• _Trecho do documento_
※

COMISSÃO PARLAMENTAR DE INQUÉRITO QUEBRA DE SIGILOINOCORRÊNCIA DE FUNDAMENTAÇÃO – AUSÊNCIA DE INDICAÇÃO DE FATOS CONCRETOS REFERENTES À PESSOA INVESTIGADA – NULIDADE DA DELIBERAÇÃO PARLAMENTAR – MANDADO DE SEGURANÇA DEFERIDO.

A QUEBRA DO SIGILO, POR ATO DE COMISSÃO PARLAMENTAR DE INQUÉRITO, DEVE SER NECESSARIAMENTE FUNDAMENTADA, SOB PENA DE INVALIDADE.

– A Comissão Parlamentar de Inquérito – que dispõe de competência constitucional para ordenar a quebra do sigilo bancário, fiscal e telefônico das pessoas sob investigação do Poder Legislativo – somente poderá praticar tal ato, que se reveste de gravíssimas conseqüências, se justificar, de modo adequado, e sempre mediante indicação concreta de fatos específicos, a necessidade de adoção dessa medida excepcional. Precedentes.

A QUEBRA DE SIGILO – QUE SE APÓIA EM FUNDAMENTOS GENÉRICOS E QUE NÃO INDICA FATOS CONCRETOS E PRECISOS REFERENTES À PESSOA SOB INVESTIGAÇÃO – CONSTITUI ATO EIVADO DE NULIDADE.

A quebra do sigilo inerente aos registros bancários, fiscais e telefônicos, por traduzir medida de caráter excepcional, revela-se incompatível com o texto da Constituição, quando fundada em deliberações emanadas de CPI, cujo suporte decisório apóia-se em formulações genéricas, muitas vezes padronizadas, que não veiculam a necessária e específica indicação da causa provável, que constitui pressuposto de legitimação essencial à válida ruptura, por parte do Estado, da esfera de intimidade a todos garantida pela Carta Política.

※

(Registros de uma fonte de dados)
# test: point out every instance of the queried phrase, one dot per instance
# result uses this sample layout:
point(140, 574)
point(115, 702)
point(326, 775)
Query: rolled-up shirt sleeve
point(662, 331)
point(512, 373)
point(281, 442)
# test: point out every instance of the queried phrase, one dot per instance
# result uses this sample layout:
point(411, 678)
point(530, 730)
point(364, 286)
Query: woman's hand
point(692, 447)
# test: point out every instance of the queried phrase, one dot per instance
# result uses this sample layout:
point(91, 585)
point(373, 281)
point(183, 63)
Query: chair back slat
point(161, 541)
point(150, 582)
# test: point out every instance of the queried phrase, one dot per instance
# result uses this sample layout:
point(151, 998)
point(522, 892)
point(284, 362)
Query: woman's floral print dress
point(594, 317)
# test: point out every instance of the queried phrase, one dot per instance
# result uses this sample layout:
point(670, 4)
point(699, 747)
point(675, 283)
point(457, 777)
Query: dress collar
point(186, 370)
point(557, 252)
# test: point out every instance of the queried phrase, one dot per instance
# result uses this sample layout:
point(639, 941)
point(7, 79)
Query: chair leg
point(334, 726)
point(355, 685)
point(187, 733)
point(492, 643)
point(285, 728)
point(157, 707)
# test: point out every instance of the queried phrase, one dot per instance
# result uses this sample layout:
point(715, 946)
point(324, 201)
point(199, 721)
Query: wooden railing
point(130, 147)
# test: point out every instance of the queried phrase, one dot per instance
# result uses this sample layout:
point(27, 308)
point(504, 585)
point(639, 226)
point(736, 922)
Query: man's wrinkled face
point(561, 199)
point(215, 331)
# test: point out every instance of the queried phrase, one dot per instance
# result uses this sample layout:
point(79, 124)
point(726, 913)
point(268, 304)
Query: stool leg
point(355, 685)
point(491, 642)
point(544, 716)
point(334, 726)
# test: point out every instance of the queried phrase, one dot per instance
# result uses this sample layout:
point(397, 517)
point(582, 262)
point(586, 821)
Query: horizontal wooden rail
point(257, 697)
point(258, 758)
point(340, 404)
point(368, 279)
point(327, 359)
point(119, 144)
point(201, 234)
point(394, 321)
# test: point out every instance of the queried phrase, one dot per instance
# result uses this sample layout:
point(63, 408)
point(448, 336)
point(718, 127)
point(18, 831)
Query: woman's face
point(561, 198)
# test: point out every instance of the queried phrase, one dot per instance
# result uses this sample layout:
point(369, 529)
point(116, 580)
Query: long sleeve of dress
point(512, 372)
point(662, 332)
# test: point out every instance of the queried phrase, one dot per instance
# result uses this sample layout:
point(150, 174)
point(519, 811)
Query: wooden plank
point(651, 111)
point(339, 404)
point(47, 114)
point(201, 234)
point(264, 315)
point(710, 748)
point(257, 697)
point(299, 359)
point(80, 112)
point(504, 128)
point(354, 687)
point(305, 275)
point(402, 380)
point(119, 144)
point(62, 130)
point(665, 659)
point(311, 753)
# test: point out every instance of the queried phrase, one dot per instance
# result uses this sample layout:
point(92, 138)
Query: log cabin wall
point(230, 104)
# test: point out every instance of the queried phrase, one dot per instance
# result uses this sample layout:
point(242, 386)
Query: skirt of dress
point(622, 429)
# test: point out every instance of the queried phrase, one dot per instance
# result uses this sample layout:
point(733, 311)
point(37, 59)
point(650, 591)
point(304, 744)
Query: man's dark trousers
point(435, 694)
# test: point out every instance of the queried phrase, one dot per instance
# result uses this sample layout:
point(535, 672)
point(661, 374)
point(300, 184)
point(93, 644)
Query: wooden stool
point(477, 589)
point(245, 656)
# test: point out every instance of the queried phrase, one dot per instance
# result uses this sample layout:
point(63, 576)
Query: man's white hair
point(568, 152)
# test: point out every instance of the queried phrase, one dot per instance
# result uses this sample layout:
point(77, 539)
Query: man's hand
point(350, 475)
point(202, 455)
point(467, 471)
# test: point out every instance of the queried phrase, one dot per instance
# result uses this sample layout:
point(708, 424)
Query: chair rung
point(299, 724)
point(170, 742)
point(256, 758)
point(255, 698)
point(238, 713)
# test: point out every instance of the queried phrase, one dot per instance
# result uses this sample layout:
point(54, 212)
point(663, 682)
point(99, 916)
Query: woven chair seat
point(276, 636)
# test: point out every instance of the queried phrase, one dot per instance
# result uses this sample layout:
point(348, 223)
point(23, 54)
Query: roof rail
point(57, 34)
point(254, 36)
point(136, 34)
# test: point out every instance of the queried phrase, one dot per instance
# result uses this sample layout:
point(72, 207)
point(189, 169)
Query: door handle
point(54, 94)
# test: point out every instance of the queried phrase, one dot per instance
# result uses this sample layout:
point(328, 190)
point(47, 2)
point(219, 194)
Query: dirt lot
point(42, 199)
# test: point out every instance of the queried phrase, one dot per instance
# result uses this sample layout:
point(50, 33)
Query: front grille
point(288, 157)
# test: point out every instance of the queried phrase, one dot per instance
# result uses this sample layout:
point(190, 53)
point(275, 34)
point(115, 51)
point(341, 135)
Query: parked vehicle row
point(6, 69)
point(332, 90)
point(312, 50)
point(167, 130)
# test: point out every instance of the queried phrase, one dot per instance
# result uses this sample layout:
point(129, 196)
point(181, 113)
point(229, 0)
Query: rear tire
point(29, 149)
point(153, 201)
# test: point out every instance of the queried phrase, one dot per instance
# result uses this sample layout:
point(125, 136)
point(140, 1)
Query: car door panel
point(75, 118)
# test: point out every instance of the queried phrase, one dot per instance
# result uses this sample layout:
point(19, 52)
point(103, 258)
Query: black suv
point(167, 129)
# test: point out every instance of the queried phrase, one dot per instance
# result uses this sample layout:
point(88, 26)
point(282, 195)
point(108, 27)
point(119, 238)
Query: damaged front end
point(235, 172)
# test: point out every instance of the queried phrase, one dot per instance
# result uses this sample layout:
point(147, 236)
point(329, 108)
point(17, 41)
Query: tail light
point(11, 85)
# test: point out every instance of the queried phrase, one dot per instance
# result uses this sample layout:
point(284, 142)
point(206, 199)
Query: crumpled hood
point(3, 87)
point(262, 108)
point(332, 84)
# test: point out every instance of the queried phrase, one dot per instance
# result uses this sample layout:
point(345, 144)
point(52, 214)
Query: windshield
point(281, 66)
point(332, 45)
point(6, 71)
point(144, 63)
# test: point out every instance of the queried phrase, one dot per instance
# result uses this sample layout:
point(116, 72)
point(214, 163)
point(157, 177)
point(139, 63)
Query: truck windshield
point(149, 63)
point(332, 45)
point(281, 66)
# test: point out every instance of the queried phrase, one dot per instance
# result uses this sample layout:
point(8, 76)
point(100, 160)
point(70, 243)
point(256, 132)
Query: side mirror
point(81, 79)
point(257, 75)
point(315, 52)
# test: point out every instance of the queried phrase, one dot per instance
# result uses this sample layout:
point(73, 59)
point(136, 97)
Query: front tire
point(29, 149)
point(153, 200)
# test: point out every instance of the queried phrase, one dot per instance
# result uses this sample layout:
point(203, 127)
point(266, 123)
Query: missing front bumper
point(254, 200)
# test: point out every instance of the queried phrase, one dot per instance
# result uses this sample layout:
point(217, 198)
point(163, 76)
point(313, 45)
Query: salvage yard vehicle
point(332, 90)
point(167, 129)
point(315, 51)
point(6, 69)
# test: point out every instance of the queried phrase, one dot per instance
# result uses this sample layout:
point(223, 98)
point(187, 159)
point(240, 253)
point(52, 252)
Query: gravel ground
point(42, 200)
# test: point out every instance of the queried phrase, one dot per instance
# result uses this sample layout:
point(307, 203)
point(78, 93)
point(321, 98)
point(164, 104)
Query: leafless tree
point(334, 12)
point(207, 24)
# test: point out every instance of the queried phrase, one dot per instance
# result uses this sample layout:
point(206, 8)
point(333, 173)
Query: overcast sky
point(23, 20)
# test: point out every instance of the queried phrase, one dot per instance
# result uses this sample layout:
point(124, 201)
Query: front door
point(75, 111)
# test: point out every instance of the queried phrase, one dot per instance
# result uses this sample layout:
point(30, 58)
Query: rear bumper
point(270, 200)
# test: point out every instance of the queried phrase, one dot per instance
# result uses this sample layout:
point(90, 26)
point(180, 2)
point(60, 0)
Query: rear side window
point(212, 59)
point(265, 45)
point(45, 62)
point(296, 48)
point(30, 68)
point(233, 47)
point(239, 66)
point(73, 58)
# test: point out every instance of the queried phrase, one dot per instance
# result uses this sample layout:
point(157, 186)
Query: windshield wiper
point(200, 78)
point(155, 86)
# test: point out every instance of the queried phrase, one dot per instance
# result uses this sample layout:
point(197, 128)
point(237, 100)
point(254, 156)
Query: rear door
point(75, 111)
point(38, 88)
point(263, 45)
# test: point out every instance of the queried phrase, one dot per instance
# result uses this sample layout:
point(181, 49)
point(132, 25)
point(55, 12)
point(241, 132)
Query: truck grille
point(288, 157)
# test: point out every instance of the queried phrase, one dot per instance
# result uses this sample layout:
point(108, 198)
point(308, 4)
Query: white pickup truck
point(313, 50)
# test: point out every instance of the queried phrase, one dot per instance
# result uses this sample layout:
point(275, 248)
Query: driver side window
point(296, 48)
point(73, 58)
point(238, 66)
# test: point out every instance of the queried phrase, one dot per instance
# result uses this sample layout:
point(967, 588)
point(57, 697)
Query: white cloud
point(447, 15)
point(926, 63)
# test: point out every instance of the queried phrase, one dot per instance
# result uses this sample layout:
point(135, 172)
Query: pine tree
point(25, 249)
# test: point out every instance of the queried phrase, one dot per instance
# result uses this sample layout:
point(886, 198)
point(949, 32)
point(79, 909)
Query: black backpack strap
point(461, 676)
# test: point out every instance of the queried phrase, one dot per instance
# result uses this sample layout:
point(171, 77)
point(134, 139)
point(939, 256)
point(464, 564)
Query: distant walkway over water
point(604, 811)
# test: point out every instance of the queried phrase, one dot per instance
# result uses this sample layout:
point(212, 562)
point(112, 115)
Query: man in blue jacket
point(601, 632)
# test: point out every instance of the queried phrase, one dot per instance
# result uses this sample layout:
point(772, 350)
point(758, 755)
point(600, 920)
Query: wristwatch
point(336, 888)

※

• _Objetivo do exercício_
Segundo o trecho sobre a quebra de sigilo por CPI, a Comissão Parlamentar de Inquérito tem competência constitucional para ordenar a quebra de quais tipos de sigilo? Liste todos.

• _Resultado da tarefa_
O sigilo bancário, o sigilo fiscal e o sigilo telefônico.